Problem to solve: Display each line of the data that contains the string "roof". Case counts.

Data in this exercise:
··········

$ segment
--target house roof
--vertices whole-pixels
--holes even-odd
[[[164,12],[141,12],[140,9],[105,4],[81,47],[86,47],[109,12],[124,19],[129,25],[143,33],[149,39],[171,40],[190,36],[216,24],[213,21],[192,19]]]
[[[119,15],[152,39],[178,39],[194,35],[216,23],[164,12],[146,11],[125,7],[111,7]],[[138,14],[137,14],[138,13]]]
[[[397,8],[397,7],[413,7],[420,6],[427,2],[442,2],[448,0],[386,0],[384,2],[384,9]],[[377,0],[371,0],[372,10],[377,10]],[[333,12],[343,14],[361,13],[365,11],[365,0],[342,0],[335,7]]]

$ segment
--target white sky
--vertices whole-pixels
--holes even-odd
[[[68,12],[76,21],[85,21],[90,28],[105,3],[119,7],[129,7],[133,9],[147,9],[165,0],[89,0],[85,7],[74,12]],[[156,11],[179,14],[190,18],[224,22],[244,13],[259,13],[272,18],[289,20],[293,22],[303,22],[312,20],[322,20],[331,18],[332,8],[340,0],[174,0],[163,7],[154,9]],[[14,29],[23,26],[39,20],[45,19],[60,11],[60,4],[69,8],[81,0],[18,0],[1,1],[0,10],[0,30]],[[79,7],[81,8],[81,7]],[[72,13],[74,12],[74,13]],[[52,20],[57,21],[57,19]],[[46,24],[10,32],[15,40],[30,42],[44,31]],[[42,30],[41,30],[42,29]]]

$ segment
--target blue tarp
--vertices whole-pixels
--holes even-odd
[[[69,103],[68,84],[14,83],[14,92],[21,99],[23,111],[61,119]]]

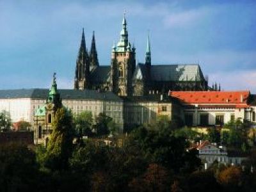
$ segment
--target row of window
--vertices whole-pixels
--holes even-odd
[[[200,115],[200,125],[202,126],[209,125],[209,114],[204,113]],[[230,115],[230,120],[235,119],[235,115]],[[215,116],[215,125],[223,125],[225,122],[224,114],[219,114]],[[187,126],[192,126],[193,125],[193,114],[185,114],[185,124]]]

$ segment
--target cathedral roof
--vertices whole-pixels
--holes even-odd
[[[110,66],[99,66],[92,69],[90,80],[93,83],[102,83],[110,81]]]
[[[110,92],[99,92],[96,90],[63,90],[58,89],[62,99],[90,99],[122,101],[117,95]],[[0,90],[0,99],[31,98],[45,99],[49,93],[48,89],[21,89]]]
[[[150,74],[147,72],[150,68]],[[148,76],[150,75],[150,77]],[[199,65],[155,65],[146,66],[139,63],[133,79],[149,79],[152,81],[204,81]]]
[[[199,65],[151,65],[150,77],[156,81],[204,80]]]

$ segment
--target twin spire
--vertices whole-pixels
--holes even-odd
[[[120,32],[120,38],[119,42],[117,43],[116,46],[115,45],[114,42],[114,45],[113,46],[113,51],[125,52],[126,51],[131,51],[131,44],[128,42],[128,31],[127,30],[127,21],[125,18],[125,13],[124,13],[122,21],[122,29]],[[135,50],[134,48],[132,48],[132,49]],[[87,59],[85,58],[86,58]],[[97,66],[99,65],[98,54],[96,49],[96,43],[95,43],[94,31],[93,31],[93,35],[92,38],[91,49],[90,53],[88,54],[86,47],[84,31],[84,28],[83,28],[82,39],[77,57],[77,60],[84,60],[84,62],[83,63],[89,62],[90,68],[97,67]],[[86,60],[88,60],[87,62],[86,61]],[[145,65],[151,65],[151,51],[150,51],[149,33],[148,34],[147,40]]]

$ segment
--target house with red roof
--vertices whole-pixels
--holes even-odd
[[[183,106],[188,126],[222,125],[235,119],[255,122],[249,91],[169,92],[169,95]]]

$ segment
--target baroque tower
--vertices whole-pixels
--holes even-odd
[[[110,89],[113,92],[120,96],[132,95],[132,78],[135,65],[135,48],[132,48],[128,41],[124,14],[120,40],[112,49]]]
[[[147,40],[147,49],[145,58],[145,64],[147,66],[151,65],[151,51],[150,51],[150,42],[149,40],[149,35]]]
[[[82,39],[76,60],[74,89],[84,90],[90,87],[90,59],[87,52],[84,32],[83,28]]]

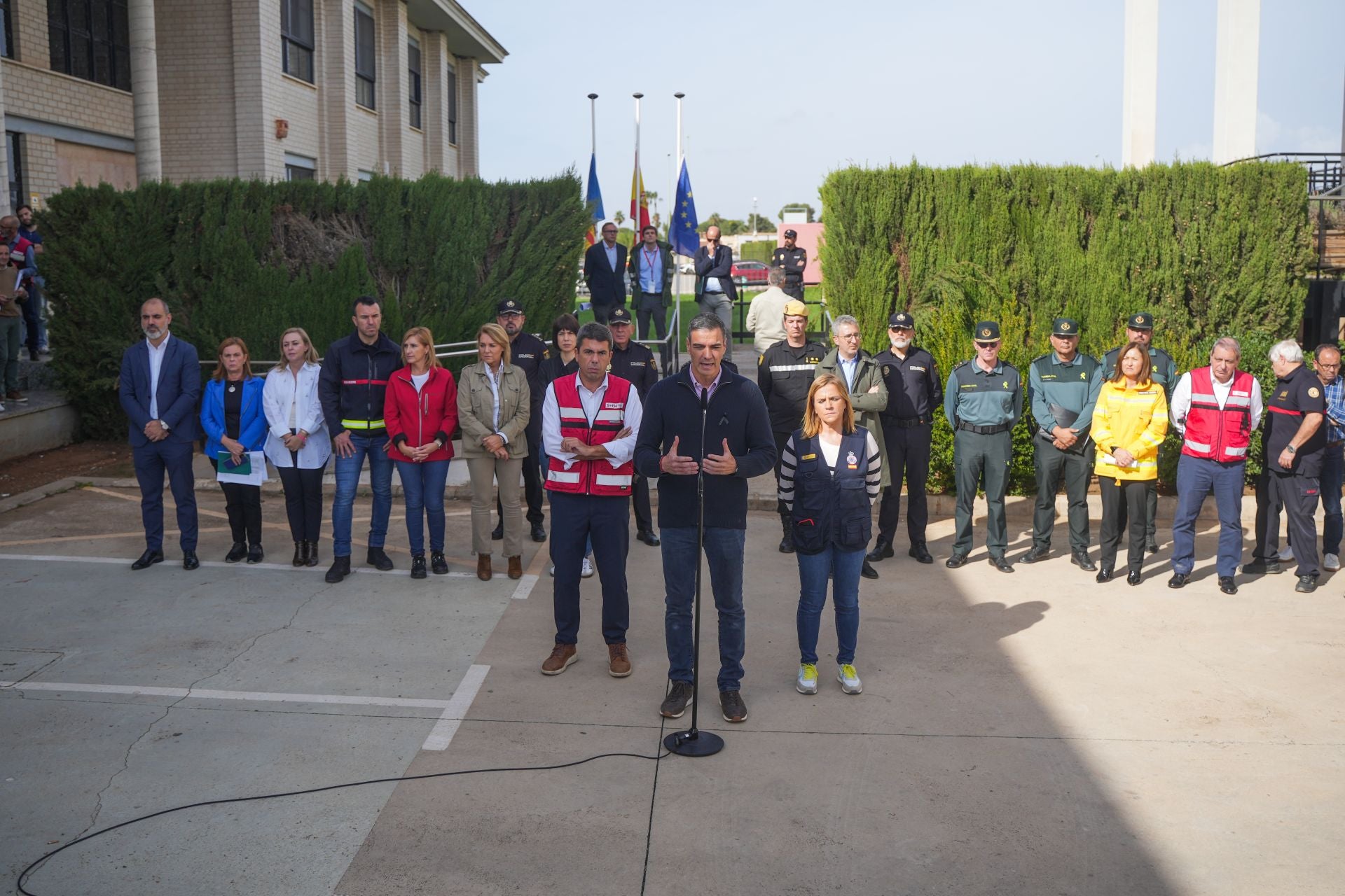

··········

Task solution:
--target house roof
--target cathedral roof
--target house with red roof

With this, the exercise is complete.